Start Data extract
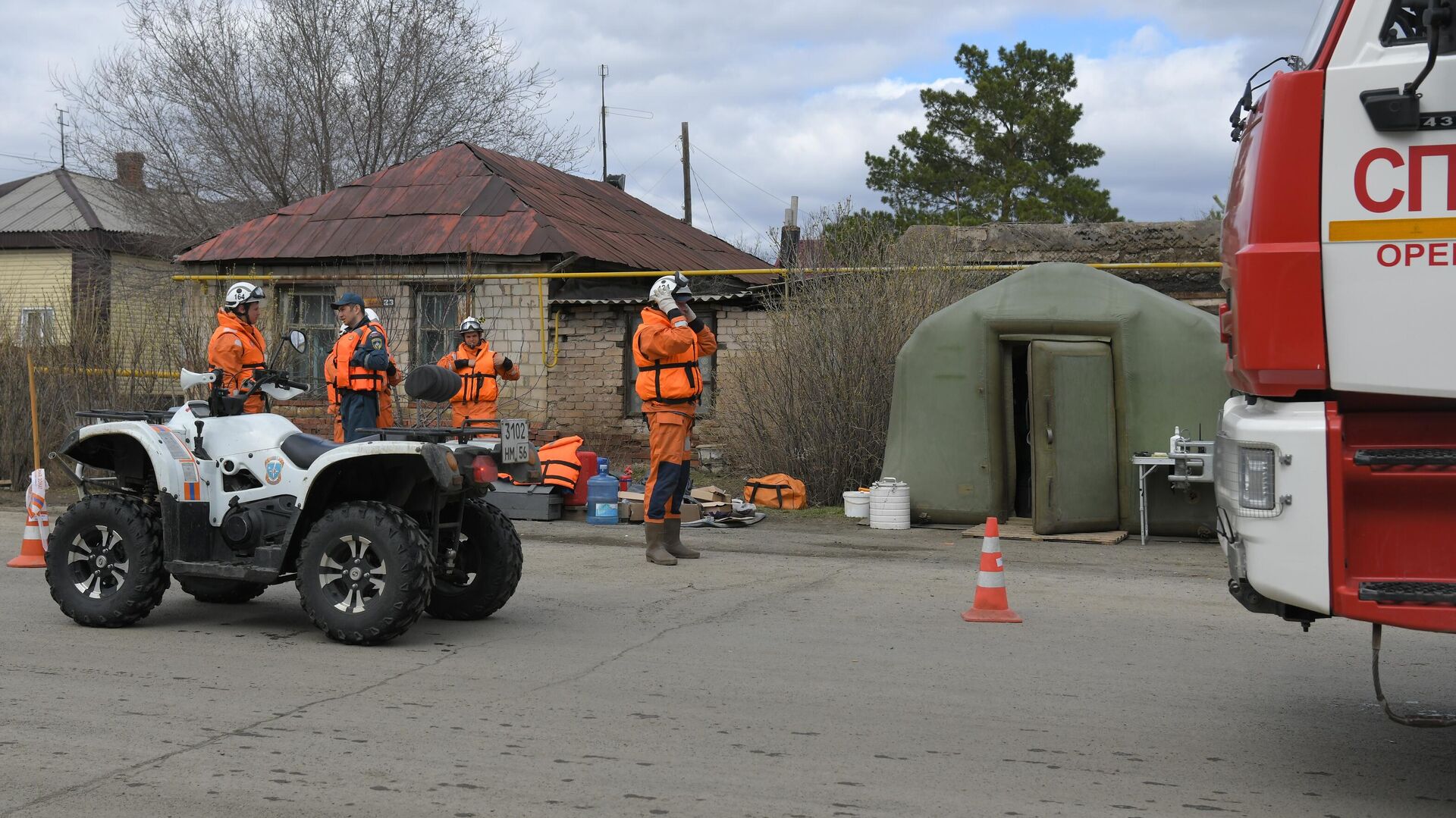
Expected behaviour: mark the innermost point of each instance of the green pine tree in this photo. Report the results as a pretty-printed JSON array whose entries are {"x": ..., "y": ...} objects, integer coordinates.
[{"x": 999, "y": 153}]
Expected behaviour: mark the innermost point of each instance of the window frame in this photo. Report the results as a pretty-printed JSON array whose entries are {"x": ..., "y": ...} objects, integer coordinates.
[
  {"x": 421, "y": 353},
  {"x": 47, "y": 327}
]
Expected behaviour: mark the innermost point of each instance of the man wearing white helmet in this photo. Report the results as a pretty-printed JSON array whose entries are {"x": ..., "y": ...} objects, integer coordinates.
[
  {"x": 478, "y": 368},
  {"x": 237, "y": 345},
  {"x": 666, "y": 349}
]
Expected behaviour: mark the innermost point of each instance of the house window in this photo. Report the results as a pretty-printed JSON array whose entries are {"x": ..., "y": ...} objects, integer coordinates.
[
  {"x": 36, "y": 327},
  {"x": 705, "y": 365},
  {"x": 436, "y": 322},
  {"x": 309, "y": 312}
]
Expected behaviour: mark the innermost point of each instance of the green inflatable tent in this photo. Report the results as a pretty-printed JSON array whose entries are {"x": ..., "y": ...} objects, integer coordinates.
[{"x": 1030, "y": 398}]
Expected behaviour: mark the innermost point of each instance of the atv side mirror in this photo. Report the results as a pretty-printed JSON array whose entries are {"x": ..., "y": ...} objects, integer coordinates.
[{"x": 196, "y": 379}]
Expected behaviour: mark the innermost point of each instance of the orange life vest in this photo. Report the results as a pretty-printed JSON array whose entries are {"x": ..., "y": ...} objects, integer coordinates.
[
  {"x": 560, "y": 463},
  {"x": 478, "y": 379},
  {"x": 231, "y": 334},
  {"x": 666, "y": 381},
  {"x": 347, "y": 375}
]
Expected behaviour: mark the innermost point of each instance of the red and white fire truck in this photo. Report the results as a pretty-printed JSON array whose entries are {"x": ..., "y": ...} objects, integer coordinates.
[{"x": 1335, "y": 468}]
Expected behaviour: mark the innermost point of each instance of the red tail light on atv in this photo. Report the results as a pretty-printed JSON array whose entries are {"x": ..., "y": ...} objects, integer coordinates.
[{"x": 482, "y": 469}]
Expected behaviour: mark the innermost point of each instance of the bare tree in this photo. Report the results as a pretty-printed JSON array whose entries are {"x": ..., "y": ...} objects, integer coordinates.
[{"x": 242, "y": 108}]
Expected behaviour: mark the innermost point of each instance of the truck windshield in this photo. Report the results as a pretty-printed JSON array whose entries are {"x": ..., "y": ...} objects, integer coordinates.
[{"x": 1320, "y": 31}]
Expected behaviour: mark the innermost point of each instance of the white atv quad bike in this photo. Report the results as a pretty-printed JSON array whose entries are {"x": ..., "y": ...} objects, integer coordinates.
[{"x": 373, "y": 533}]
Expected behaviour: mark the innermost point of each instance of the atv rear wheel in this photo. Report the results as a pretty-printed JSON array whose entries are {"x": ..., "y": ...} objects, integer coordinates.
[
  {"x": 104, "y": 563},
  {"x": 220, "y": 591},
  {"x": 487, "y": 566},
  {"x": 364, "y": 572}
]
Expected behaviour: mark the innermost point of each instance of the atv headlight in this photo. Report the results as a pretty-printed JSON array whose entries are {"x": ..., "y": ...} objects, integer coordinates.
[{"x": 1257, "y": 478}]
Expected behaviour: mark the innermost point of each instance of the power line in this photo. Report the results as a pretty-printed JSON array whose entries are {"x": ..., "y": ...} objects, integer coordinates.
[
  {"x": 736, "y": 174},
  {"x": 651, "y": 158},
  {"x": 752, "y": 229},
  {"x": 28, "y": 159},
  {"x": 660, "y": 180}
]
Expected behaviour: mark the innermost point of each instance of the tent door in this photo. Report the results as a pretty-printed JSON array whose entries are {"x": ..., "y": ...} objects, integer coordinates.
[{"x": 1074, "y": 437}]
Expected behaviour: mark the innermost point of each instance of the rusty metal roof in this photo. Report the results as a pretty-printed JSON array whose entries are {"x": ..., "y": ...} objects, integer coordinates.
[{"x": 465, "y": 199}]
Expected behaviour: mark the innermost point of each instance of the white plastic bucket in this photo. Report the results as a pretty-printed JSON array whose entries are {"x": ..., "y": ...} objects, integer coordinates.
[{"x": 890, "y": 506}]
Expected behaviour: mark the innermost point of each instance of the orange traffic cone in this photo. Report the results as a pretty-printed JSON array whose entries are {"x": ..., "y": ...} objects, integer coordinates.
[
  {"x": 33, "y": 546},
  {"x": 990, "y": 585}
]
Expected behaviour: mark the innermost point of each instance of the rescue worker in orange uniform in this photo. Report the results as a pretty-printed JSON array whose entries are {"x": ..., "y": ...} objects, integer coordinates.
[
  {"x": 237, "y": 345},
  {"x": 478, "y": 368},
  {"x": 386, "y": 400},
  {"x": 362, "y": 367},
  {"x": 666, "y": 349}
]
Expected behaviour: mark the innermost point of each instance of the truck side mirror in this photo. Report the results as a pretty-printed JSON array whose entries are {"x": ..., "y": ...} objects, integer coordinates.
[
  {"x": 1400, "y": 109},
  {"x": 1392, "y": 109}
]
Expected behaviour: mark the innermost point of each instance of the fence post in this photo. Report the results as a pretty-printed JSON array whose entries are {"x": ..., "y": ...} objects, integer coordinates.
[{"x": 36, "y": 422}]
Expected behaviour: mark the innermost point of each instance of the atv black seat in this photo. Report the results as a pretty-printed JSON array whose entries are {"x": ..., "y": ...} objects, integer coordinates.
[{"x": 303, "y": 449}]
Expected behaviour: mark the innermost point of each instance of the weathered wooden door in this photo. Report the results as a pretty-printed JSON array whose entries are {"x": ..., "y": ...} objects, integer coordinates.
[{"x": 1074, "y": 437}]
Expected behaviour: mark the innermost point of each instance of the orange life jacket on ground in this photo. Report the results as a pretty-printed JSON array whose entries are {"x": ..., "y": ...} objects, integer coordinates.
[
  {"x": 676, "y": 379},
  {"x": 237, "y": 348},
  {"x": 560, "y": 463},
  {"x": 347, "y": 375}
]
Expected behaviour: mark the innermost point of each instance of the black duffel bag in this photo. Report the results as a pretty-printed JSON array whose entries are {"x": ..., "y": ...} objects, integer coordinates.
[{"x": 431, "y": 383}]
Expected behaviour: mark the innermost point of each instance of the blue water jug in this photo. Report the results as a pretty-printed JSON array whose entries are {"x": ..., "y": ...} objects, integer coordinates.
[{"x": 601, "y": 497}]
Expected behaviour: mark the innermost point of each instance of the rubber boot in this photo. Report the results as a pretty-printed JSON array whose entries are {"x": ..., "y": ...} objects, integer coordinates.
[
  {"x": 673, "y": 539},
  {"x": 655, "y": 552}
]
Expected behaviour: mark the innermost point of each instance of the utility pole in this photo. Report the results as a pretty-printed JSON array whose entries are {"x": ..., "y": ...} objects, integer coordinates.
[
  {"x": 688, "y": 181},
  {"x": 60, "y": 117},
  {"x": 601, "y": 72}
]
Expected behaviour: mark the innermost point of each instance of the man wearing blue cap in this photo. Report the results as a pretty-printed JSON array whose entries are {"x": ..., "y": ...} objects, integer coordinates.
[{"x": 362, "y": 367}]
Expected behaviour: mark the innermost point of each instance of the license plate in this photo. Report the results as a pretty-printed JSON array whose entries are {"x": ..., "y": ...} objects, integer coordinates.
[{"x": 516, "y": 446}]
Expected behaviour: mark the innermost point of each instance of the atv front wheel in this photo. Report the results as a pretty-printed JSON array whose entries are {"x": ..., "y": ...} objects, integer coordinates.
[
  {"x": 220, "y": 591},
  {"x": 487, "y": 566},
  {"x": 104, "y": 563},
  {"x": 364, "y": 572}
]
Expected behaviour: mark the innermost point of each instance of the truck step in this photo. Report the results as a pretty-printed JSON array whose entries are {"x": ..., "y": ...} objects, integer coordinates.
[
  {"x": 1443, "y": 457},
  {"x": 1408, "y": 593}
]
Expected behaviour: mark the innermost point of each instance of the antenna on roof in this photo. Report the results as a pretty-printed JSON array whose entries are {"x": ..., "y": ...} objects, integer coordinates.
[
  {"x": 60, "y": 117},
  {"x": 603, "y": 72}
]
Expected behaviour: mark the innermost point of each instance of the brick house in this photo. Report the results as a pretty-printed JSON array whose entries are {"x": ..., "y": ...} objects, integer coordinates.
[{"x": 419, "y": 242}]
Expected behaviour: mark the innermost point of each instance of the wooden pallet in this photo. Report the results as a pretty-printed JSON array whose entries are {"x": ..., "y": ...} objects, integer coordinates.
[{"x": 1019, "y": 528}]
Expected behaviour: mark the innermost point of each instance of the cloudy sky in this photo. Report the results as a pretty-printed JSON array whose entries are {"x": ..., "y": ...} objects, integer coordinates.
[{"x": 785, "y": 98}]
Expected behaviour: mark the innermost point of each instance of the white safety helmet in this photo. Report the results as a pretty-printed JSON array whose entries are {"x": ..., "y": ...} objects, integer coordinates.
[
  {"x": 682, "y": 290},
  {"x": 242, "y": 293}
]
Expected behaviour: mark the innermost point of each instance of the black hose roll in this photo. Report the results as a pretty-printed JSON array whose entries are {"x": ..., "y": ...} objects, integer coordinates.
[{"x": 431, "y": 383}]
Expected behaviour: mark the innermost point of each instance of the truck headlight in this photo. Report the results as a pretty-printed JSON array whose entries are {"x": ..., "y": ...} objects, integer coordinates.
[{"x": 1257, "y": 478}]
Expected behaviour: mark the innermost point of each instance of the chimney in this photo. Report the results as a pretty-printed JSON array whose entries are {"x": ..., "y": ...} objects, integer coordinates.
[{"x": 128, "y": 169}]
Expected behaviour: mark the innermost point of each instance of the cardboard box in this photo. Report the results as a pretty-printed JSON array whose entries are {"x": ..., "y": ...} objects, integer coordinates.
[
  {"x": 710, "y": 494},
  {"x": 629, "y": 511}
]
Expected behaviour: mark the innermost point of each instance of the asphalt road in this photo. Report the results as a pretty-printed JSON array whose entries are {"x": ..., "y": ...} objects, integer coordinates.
End Data extract
[Set exercise]
Recast the lines starting at the one containing "the black hose" and ending at the last line of the listing as a Markdown table with columns Row and Entry, numbering each row and omitting blank lines.

[Solution to the problem]
| Row | Entry |
|---|---|
| 1 | Expected behaviour: mark the innermost point of each instance of the black hose roll in this photo. Report the results as a pretty-printed JSON array whose entries are {"x": ..., "y": ...} objects, integer coordinates. |
| 2 | [{"x": 431, "y": 383}] |
| 3 | Expected behaviour: mark the innermost point of each instance of the truck headlight in this photo. Report the results as a pretty-printed JSON array whose entries are {"x": ..., "y": ...} objects, integer coordinates. |
| 4 | [{"x": 1257, "y": 478}] |
| 5 | Expected behaviour: mark the innermost point of each instance of the chimney in this photo. Report the results as a pretty-printed JSON array whose entries are {"x": ..., "y": ...} objects, integer coordinates. |
| 6 | [{"x": 128, "y": 169}] |
| 7 | Expected behaviour: mark the innermost point of each instance of the cardboard box in this photo. Report the results as a pretty-printed JSON array whose entries are {"x": ..., "y": ...} objects, integer coordinates. |
| 8 | [ |
| 9 |   {"x": 710, "y": 494}, |
| 10 |   {"x": 629, "y": 511} |
| 11 | ] |
| 12 | Expected behaviour: mark the innermost point of each instance of the asphalt road in this photo. Report the results as a pretty-printed JSON array whose entries are {"x": ..., "y": ...} objects, integer coordinates. |